## Work item
Go to the line containing "For every instance of the sweater" in the records below and print it and every following line exactly, on through the line containing "For every instance of the red knit", then stop.

## Extracted entries
----
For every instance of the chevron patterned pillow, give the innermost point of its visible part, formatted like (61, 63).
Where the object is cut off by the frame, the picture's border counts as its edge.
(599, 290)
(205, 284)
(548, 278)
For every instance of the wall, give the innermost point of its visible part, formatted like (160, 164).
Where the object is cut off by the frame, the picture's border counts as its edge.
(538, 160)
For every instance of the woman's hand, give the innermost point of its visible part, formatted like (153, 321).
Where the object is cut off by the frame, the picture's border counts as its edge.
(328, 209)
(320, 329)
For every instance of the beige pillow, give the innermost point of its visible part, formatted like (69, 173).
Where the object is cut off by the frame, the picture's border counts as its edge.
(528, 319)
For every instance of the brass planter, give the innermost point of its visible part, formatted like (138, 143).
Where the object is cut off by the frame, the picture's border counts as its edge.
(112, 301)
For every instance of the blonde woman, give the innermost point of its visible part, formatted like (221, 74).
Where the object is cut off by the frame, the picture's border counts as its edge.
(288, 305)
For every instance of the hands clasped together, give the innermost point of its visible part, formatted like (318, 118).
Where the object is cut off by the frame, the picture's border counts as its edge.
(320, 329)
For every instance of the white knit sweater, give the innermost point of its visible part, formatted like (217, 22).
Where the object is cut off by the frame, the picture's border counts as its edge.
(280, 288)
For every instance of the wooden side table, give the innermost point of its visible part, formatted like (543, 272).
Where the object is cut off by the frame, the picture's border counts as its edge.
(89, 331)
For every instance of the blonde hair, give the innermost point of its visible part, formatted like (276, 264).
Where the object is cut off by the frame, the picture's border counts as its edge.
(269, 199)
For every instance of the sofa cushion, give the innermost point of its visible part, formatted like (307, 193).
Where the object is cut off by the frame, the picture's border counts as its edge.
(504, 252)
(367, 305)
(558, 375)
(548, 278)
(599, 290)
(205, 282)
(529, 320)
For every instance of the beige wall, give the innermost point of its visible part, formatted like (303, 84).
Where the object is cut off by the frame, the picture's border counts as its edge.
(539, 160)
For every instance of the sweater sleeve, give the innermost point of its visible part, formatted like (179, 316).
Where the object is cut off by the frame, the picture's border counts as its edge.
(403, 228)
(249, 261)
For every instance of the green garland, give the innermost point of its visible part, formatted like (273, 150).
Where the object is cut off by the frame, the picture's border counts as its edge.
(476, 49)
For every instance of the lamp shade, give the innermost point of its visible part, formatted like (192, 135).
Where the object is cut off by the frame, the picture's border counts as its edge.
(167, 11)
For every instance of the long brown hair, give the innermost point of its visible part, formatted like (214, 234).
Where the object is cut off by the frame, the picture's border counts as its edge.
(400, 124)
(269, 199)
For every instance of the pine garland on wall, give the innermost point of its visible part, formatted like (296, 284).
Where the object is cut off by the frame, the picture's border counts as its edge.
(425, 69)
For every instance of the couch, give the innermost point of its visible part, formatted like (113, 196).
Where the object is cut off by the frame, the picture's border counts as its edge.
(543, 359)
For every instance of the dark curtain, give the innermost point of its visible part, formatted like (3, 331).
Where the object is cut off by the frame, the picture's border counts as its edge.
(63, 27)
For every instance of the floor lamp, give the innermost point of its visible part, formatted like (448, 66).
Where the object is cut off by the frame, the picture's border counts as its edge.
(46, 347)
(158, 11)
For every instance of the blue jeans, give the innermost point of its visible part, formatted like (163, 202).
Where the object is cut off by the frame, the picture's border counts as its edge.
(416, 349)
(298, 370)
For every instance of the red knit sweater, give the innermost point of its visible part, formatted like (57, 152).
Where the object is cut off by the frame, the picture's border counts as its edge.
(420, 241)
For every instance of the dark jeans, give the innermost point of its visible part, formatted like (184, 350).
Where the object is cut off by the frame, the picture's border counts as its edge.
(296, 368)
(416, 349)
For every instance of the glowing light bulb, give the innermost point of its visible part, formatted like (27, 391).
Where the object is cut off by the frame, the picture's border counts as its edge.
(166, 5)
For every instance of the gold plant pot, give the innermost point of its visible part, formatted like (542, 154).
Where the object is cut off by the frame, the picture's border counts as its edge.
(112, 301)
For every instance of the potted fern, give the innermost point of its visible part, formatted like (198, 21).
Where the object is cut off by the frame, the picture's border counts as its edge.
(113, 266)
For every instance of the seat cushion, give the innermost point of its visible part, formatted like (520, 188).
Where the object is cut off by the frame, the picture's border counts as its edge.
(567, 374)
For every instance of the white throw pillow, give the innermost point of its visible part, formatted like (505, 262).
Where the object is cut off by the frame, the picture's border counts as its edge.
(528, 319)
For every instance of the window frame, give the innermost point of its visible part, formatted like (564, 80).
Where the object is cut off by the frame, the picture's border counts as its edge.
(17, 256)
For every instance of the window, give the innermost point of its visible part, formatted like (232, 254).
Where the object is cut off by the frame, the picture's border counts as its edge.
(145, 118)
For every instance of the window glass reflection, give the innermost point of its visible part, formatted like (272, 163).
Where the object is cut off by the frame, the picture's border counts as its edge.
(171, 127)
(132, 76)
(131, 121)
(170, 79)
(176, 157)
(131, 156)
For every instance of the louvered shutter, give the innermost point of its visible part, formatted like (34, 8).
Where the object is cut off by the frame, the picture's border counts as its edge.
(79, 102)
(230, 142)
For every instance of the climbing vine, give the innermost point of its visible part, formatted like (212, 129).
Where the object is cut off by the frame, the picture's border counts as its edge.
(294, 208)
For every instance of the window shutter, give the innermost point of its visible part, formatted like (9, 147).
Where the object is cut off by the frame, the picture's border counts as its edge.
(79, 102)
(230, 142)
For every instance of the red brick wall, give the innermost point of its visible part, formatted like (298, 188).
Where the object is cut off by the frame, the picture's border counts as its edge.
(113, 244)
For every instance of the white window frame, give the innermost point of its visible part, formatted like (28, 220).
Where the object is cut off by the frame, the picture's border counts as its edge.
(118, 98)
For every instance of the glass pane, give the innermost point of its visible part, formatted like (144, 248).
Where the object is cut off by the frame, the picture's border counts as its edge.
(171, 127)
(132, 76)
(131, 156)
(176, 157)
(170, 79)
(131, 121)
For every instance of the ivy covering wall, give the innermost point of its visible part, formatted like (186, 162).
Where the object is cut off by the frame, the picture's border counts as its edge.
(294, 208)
----
## Response
For every instance of the sweater sleeve, give the innermost point of its visible part, formatted like (179, 316).
Where the object is cut off by the frame, the picture's border counts as its edge.
(403, 228)
(249, 261)
For every instance of the green garland, give the innermost point of its visible part, formatted like (273, 150).
Where the object is cut off by the frame, the picture's border counts as its edge.
(476, 49)
For every instance of the lamp shade, give the innermost point of its visible part, formatted like (192, 135).
Where the object is cut off by the frame, the picture's border counts as its edge.
(167, 11)
For every instance of the long brown hair, give the innermost point of its visible part, formatted like (214, 234).
Where the object is cut off by the frame, the picture's border counts as its edge.
(400, 124)
(269, 199)
For every instance of the pine garland on wall, give the innermost point of its visible part, formatted like (296, 284).
Where the object is cut off by the frame, the picture's border counts as its edge.
(425, 69)
For every instance of the couch, give the innermost point of its visible part, formatted like (113, 196).
Where the object is cut off by the frame, the picture's border counts as its edge.
(543, 359)
For every instance of the dark curtain, give the innermost point of its visible part, formatted like (3, 331).
Where the object is cut off by the frame, the picture's border counts as its edge.
(63, 27)
For every instance of the floor lamp, give the innermost point of its visible part, formatted like (448, 66).
Where the object is cut off by the frame, the picture's border counts as its edge.
(46, 347)
(158, 11)
For every instance of the blue jeans, give the innermost point of its visible part, formatted like (163, 202).
Where the object is cut off by the frame, the picture's border counts as its edge.
(416, 349)
(298, 370)
For every instance of the red knit sweater, give the innermost point of its visible part, formatted like (57, 152).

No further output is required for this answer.